── SELECTED PASSAGE ──
For this method, folding your clothes may be the better choice, as you’re going to stack your items from the bottom up.

Tetris

Alternatively, you can also treat your luggage as if you’re playing a game of Tetris. This means utilizing every inch of space possible.

For instance, you can place socks inside your shoes. You then lay these from heel to toe at the bottom of your suitcase.

Thinking of your luggage as a game of Tetris works really well with the rolling method and packing cubes, as you’re creating the blocks that will be stacked on eachother.

A Few More Tips

Now that you’ve got the planning and packing stage “in the bag,” I thought I’d share a few general tips you can apply.

Practice Your Packing

One of the reasons my husband and I schedule our trips weeks ahead is not just the price of tickets. We sometimes take time to practice packing our stuff.

This helps us memorize our items so that we don’t have to pull everything out when we need only one thing. We also get to see what else we can do to improve the space we are using, or any additional items we can filter out.

While it might seem tedious and unnecessary, practicing your packing for a trip will go a long way in terms of saving you space, time, and energy… and everything that “matters” (yes that was a physics joke).
───
── RECORDS SUPPLIED ──
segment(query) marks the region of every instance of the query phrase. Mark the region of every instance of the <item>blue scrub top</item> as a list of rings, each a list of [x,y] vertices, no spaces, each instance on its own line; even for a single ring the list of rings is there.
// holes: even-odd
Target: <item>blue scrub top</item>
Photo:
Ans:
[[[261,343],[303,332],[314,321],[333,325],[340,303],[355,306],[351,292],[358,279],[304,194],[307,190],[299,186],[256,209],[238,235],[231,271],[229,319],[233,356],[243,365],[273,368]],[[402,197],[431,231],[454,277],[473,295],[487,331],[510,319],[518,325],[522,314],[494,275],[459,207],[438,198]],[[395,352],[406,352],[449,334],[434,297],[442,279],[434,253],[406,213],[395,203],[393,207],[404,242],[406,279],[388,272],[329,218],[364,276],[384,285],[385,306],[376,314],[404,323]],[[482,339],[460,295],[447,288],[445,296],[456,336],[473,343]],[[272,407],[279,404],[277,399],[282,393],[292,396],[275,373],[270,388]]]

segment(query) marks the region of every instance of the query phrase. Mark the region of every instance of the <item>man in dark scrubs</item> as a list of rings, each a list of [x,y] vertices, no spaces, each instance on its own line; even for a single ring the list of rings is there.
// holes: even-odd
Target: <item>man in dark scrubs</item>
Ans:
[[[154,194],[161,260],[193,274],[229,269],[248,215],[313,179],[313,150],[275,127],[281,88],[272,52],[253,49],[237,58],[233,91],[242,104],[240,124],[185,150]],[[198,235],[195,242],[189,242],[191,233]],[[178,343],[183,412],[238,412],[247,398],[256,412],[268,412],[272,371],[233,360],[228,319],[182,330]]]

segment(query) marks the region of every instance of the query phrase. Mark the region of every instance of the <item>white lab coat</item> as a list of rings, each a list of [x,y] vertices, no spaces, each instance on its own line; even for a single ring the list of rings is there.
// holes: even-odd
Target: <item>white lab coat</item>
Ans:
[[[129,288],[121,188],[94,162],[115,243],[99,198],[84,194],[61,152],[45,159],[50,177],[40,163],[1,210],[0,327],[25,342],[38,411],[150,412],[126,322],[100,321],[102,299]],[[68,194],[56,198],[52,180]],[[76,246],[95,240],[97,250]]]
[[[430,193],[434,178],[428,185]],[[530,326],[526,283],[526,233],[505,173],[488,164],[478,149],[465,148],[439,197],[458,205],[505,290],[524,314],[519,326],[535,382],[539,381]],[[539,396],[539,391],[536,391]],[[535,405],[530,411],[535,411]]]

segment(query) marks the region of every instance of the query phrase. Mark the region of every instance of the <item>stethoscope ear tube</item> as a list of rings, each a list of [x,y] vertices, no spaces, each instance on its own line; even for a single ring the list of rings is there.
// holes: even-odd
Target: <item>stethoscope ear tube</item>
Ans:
───
TO DO = In the packing tips, where does the Tetris approach suggest putting your socks? The rows play no part in what you're asked here.

FINAL ANSWER = Inside your shoes.